- _Given instruction 1_
Translate this sentence from the Thermomix blog post into Spanish: "This week I had the opportunity to attend a Thermomix demonstration."
- _Given instruction 2_
From the rows, extract the lines starting at the line that contains "For every instance of the yellow shirt, drop" and ending after the line that contains "pixel 645 366", both included.
━━━━━ Provided passage ━━━━━
Sunday 10 November 2013

Five Reasons Why I Won't Be Buying a Thermomix

This week I had the opportunity to attend a Thermomix demonstration. If you've never heard of it, it's a kitchen machine that combines a high-powered grinder with a heating element. It blends, grinds, mixes and cooks. I have a couple of friends who own them and now I've had a chance to see what the machine can do, and even helped use one to cook tonight's dinner.

But...

Here are 5 reasons why I won't be buying a Thermomix (TMX) in the near future.

1. Price.

At just under $2000, this is a top-end machine that will take a long time to earn its keep. If you eat takeaway or restaurant food most nights, then yes, you would save money by cooking at home, but you don't need to spend two grand on a TMX first. Buying simple ingredients and cooking them yourself with cheap, basic kitchen tools will save you a lot of money, and other tricks such as using frozen vegetables or tinned fish (very nutritious), growing your own herbs and vegetables, and eating less meat will make your money go even further. Plus, I have too many other things that I want that $2000 for.
━━━━━ Data shown ━━━━━
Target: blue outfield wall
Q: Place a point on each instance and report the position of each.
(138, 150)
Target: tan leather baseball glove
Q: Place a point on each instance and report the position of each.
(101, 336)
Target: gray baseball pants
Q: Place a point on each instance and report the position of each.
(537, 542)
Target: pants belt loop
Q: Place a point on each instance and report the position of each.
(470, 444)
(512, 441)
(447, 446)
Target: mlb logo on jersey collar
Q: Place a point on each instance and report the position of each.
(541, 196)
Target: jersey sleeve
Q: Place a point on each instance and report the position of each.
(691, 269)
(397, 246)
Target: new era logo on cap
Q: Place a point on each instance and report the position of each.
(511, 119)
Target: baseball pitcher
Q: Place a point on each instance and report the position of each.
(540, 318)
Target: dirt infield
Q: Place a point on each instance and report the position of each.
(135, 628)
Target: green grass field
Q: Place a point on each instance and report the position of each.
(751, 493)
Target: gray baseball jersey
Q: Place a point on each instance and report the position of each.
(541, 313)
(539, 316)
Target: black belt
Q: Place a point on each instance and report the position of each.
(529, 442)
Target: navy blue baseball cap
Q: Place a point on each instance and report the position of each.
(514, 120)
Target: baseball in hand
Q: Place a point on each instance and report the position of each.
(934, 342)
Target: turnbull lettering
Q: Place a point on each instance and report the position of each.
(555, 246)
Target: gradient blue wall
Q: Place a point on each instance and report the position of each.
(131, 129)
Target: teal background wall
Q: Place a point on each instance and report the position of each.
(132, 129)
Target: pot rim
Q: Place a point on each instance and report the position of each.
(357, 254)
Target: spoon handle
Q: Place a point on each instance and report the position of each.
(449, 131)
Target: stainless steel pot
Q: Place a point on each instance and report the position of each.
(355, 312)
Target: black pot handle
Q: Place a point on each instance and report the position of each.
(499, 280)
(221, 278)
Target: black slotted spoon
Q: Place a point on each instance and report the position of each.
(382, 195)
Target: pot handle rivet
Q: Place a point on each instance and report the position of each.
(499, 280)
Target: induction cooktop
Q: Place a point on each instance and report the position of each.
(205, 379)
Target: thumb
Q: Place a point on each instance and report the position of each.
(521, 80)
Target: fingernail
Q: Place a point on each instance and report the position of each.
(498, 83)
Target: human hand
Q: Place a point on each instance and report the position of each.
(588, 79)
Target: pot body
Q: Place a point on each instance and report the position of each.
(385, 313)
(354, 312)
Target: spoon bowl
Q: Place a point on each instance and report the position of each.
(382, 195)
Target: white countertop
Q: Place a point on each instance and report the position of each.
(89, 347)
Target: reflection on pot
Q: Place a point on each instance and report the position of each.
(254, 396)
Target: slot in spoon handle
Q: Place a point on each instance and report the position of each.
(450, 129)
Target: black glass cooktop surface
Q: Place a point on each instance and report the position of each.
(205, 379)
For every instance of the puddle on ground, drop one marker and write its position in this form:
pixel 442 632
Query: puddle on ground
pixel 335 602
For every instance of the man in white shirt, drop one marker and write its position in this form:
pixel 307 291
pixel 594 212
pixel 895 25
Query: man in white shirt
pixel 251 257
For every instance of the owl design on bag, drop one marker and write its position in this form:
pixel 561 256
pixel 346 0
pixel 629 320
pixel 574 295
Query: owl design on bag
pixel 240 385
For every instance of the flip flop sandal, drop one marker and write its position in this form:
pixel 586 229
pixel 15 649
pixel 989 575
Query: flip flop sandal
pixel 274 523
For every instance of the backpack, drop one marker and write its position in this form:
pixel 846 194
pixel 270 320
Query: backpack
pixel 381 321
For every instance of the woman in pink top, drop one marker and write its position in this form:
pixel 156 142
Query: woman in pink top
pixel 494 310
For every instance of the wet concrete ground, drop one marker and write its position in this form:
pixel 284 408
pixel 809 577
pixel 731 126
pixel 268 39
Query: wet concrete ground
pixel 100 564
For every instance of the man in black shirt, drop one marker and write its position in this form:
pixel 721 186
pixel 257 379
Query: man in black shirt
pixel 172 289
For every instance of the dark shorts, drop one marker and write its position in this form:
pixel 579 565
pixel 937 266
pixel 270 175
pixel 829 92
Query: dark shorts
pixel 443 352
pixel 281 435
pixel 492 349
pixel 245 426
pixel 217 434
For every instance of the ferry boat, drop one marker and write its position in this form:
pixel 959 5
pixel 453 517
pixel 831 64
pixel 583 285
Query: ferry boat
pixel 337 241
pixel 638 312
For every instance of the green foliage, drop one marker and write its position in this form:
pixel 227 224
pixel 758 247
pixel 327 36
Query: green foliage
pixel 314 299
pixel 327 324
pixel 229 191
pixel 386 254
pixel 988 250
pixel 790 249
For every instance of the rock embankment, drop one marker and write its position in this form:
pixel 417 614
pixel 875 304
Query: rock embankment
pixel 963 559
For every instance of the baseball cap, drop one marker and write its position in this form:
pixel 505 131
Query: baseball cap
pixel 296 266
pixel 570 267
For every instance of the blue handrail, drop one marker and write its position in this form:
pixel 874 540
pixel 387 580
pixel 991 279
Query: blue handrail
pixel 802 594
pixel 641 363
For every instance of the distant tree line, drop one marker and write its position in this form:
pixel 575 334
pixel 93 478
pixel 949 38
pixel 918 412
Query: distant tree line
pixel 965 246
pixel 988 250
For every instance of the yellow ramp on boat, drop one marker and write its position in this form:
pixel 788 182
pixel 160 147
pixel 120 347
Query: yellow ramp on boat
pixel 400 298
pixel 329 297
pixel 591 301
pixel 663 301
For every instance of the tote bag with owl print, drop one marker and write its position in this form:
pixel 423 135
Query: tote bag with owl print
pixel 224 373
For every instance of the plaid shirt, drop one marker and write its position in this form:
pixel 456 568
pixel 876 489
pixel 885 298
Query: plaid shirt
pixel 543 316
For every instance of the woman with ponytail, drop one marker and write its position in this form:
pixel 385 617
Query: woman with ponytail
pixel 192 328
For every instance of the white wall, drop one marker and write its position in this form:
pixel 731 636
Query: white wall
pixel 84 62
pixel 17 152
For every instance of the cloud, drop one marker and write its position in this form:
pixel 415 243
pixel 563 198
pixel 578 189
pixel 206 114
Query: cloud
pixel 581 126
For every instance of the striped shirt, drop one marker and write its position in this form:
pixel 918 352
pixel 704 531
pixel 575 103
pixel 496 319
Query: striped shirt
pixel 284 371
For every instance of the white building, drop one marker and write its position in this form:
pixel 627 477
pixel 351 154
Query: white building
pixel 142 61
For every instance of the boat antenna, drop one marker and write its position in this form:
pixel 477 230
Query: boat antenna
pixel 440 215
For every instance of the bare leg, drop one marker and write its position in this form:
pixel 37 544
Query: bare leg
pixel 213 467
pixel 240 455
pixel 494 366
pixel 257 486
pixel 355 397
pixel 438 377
━━━━━
━━━━━ Data shown ━━━━━
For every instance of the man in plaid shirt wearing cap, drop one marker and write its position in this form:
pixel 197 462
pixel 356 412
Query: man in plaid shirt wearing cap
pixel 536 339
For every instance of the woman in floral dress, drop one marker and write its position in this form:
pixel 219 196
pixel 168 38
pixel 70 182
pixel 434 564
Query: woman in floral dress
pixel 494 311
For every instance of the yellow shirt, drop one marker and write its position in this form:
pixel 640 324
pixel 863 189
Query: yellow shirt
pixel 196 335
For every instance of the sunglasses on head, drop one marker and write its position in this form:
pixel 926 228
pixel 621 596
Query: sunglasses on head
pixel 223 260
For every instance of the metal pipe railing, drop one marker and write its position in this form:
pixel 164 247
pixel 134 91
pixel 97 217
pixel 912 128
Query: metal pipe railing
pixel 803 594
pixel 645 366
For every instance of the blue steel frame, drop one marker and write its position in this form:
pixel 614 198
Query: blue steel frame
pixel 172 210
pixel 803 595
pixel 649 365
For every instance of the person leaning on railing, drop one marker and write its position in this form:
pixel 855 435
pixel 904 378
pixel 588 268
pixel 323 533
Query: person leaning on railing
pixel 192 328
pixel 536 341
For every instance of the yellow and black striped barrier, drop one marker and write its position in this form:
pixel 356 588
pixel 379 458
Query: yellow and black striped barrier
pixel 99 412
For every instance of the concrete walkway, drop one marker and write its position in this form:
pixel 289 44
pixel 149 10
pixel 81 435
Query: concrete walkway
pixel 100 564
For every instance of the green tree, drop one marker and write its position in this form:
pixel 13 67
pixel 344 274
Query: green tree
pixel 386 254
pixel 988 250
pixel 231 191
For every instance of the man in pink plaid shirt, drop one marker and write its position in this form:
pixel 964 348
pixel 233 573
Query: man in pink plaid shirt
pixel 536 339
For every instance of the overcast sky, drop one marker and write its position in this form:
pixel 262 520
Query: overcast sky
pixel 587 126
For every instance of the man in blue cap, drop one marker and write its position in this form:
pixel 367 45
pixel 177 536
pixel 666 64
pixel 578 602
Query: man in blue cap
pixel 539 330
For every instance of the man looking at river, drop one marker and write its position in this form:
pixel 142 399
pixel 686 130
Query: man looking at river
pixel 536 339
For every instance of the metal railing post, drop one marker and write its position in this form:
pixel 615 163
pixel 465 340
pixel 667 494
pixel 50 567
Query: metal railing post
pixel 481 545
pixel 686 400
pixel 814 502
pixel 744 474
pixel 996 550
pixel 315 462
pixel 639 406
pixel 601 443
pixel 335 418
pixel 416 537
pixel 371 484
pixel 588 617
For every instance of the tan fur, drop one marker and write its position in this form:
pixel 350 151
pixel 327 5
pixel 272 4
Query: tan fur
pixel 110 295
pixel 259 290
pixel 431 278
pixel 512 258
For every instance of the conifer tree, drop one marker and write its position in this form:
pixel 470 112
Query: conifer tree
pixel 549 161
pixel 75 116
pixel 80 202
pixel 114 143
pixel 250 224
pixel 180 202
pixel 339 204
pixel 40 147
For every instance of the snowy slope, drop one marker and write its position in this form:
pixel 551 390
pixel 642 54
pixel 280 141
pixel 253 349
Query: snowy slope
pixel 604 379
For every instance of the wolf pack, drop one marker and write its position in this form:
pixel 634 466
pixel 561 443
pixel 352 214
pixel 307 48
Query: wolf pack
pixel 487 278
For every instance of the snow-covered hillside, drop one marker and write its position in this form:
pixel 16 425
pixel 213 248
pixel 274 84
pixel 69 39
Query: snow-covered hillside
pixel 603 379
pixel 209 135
━━━━━
- _Problem solution 1_
Esta semana tuve la oportunidad de asistir a una demostración de Thermomix.

- _Problem solution 2_
For every instance of the yellow shirt, drop one marker and write its position in this form:
pixel 640 324
pixel 863 189
Query: yellow shirt
pixel 196 335
For every instance of the sunglasses on head, drop one marker and write its position in this form:
pixel 926 228
pixel 621 596
Query: sunglasses on head
pixel 223 260
For every instance of the metal pipe railing, drop one marker and write its position in this form:
pixel 164 247
pixel 134 91
pixel 97 217
pixel 912 128
Query: metal pipe railing
pixel 803 594
pixel 645 366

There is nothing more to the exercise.